What is expected
Return the stretch of the face-mask article below from "Over the last" through "how we communicate.", copied word for word.

Document excerpt
========
The face mask could be affecting the classroom experience

Over the last three academic school years, there has been a strict mask mandate at Western Carolina University. And this may have impacted our ability to communicate and build connections. 

According to Shelby Broberg, an Instructor of Human Communication at WCU, nonverbal communication makes up approximately 70% of how we communicate. 

With a mask, this form of communication gets impeded. 

“The face is where emotions are expressed. When the mask covers two-thirds of it, that’s where you find a problem,” said Broberg. 

Teacher-learner connections are vital components in meaningful education. When there is reduced emotionality in the classroom, the learning experience might be hindered.

“There does seem to be a relationship barrier because of the masks,” said Ellen Sigler, Professor of Educational Psychology at WCU. “As a psychological scientist, I can’t definitively say learning has been impacted yet, but I can definitively say the experience of learning has been.”

The National Institute of Mental Health states that the pandemic has worsened mental health. And this is problematic when a positive educational experience is connected to the student’s well-being. According to Harvard Health Publishing from the Harvard Medical School, prescriptions for antidepressants have gone up, intimate partner violence has increased, and suicidal thoughts have risen, especially in young adults, such as college students.
========
Data under study
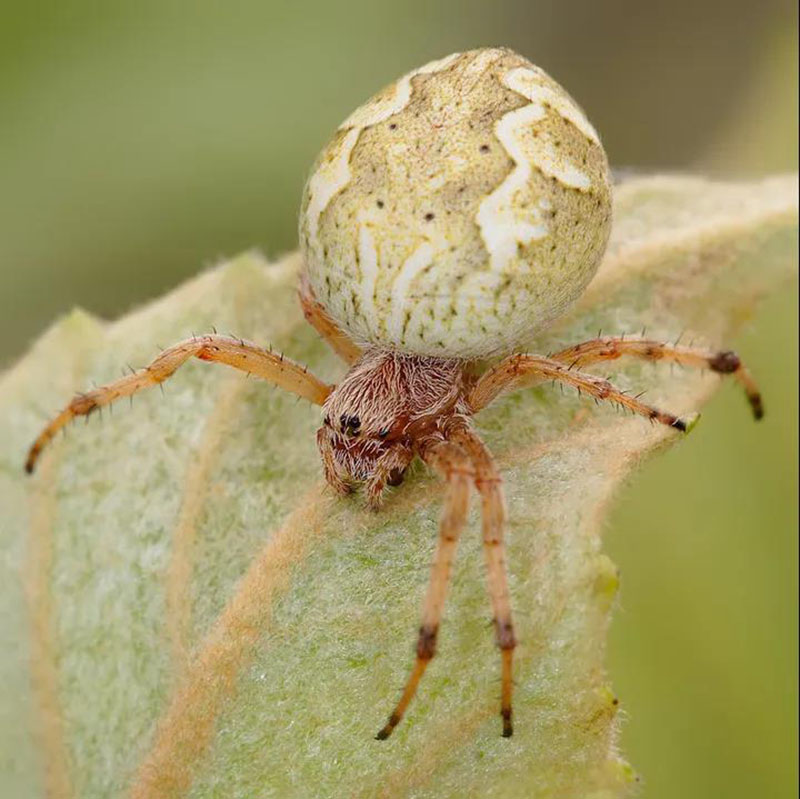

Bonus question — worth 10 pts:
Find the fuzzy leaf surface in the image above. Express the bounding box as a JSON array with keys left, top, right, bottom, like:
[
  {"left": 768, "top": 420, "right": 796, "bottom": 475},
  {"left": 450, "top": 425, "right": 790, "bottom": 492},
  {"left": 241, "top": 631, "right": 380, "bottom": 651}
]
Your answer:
[{"left": 0, "top": 177, "right": 797, "bottom": 799}]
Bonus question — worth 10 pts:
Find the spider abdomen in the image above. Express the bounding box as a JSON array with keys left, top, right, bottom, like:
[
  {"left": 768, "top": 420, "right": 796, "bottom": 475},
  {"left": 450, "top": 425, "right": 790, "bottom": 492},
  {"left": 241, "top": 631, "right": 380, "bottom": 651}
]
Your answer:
[{"left": 300, "top": 48, "right": 611, "bottom": 358}]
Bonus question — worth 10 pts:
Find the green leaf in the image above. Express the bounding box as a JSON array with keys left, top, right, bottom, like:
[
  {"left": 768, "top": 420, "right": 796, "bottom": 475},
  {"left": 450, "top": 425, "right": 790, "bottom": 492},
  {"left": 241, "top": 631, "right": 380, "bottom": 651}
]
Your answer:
[{"left": 0, "top": 177, "right": 797, "bottom": 799}]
========
Answer for the task
Over the last three academic school years, there has been a strict mask mandate at Western Carolina University. And this may have impacted our ability to communicate and build connections. 

According to Shelby Broberg, an Instructor of Human Communication at WCU, nonverbal communication makes up approximately 70% of how we communicate.